[The exercise]:
Count the lines below that contain the string "region", matching case exactly, and reply with only that number.

--- start ---

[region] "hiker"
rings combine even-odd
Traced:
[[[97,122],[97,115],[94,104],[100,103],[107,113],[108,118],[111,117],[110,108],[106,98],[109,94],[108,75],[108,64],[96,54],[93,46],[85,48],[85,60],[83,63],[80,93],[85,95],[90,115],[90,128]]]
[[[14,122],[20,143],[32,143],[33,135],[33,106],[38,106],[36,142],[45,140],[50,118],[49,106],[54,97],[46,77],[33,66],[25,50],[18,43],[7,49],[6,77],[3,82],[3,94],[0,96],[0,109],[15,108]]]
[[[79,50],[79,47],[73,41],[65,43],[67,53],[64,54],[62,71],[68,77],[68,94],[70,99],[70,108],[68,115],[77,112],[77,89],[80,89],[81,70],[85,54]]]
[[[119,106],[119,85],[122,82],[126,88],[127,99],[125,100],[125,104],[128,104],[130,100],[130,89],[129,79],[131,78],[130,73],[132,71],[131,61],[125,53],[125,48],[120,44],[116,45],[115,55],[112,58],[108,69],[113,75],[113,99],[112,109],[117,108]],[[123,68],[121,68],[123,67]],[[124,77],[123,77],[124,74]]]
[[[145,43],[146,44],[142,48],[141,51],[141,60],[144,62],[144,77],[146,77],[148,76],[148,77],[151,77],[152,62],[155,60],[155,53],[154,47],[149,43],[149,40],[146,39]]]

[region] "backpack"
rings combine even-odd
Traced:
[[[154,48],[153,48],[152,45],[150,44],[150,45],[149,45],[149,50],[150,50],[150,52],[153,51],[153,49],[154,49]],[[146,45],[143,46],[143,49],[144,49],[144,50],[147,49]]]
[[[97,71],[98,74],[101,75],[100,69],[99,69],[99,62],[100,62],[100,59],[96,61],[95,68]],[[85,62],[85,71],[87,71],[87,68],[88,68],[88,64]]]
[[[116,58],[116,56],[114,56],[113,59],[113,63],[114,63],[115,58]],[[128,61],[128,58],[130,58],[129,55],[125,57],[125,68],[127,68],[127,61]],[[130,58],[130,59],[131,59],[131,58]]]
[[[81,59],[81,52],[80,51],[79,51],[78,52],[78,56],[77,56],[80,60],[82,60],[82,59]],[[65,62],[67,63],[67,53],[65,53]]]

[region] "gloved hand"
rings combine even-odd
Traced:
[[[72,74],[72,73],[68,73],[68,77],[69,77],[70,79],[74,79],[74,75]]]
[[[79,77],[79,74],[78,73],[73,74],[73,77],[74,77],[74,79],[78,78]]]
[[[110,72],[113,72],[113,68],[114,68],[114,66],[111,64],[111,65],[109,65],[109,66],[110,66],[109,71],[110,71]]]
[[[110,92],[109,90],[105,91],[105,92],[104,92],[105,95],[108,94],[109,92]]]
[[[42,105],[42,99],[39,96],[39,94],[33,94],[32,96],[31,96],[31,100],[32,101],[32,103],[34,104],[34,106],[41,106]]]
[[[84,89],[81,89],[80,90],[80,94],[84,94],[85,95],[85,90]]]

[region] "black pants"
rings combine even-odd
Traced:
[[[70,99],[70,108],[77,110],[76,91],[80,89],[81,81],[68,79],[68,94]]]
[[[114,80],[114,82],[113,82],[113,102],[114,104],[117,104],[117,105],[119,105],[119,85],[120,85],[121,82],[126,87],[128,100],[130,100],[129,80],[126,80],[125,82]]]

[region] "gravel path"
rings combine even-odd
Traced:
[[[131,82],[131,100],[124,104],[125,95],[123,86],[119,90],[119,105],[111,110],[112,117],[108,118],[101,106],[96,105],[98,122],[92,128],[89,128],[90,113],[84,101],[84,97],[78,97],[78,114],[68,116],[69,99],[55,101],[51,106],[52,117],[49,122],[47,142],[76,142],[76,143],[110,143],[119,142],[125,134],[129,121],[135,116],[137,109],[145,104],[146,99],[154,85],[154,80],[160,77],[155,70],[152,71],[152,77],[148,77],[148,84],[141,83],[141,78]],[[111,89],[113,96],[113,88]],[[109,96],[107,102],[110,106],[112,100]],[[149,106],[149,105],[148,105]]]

--- end ---

[Problem solution]:
5